» **Task goal**
Rewrite the listing from the line with "Mark every instance of the red" to the line with "[(437, 453)]" as a two-column CSV headed input and output. Give one row for each input paired with its output, with every field in quotation marks and line breaks replaced by spaces.

» **Input material**

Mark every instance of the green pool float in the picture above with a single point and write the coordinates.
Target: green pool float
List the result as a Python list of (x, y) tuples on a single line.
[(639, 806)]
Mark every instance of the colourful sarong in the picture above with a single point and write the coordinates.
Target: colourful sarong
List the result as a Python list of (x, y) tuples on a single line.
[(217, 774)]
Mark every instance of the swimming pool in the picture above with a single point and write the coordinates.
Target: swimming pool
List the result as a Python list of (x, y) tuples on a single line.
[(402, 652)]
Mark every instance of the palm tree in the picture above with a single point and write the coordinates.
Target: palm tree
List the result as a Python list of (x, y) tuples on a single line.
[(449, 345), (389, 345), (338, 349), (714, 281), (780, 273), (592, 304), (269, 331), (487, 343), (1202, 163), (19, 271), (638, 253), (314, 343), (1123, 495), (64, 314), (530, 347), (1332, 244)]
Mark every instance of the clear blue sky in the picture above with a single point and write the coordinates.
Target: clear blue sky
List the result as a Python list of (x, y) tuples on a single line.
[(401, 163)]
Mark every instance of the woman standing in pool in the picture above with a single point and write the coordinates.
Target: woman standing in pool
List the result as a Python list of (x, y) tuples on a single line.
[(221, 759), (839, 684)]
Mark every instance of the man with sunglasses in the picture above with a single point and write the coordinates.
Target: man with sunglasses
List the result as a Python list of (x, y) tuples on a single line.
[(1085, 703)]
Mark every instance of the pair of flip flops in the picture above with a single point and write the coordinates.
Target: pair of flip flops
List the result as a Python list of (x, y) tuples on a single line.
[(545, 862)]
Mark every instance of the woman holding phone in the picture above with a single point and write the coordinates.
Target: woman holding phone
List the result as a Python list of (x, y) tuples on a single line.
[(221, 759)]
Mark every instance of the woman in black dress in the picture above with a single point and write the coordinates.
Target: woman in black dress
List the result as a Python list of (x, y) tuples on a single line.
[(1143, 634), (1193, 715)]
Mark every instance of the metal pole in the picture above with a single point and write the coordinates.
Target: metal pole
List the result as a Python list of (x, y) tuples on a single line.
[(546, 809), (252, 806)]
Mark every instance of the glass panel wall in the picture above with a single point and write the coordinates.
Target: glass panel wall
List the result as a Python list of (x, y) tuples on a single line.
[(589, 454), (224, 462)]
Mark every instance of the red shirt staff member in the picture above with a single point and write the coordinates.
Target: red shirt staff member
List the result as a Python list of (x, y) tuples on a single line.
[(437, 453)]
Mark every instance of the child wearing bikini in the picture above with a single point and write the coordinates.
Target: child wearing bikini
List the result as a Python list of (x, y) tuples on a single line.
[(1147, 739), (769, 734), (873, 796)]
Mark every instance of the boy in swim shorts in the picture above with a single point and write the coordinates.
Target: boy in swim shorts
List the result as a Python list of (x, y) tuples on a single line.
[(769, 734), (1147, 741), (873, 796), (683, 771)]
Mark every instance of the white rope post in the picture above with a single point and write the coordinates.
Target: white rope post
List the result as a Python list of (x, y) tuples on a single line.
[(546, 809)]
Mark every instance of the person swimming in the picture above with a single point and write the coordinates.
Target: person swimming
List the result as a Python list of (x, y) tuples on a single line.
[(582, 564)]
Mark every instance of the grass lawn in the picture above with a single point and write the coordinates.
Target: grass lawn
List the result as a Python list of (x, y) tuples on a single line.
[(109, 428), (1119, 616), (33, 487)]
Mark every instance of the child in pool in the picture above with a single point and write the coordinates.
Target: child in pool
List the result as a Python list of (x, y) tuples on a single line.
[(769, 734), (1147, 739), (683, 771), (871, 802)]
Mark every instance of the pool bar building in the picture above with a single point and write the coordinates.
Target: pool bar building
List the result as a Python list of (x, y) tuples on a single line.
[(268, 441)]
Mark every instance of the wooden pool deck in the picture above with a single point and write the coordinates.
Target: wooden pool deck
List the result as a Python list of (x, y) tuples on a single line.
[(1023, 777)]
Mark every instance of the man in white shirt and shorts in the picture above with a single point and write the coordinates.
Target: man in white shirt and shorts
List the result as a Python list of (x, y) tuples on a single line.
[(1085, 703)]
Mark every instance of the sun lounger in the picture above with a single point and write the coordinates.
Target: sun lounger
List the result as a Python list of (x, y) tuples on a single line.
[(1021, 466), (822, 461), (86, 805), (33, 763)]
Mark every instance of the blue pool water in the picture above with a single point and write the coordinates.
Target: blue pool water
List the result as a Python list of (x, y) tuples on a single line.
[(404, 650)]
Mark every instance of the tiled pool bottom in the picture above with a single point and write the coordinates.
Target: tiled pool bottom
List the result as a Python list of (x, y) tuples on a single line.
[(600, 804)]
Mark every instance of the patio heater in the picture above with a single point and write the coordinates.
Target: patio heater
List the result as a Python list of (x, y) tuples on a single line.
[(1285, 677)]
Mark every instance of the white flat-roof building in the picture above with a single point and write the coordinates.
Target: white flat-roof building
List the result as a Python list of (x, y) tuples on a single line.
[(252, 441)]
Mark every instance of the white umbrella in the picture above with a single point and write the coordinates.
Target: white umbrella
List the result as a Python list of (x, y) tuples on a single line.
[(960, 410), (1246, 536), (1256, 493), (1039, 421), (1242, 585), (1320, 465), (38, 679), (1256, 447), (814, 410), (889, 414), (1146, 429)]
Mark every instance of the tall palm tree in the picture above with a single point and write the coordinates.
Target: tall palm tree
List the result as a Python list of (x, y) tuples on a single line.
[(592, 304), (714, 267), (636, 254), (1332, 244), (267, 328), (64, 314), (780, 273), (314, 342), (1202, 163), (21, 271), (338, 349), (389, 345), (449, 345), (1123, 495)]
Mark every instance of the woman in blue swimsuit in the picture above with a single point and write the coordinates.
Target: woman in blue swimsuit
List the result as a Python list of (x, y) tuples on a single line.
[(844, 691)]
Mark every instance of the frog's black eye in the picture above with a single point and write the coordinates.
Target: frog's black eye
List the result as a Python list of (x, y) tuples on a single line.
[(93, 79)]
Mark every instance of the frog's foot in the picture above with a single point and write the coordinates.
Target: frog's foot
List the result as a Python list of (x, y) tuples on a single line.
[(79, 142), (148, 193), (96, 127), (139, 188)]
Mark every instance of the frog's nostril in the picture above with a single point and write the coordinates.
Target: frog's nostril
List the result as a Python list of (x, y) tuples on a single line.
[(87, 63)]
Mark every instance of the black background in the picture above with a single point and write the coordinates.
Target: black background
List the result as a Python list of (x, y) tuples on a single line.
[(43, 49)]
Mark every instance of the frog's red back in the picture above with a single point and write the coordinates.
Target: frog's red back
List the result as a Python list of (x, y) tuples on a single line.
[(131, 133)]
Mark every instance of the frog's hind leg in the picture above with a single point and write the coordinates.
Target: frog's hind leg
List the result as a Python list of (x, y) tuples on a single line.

» **Solution to the exercise**
input,output
"Mark every instance of the red shirt staff member in the picture above with a single point and write the coordinates. Target: red shirt staff member List the result as a Python list of (x, y) tuples on a single line.","[(437, 453)]"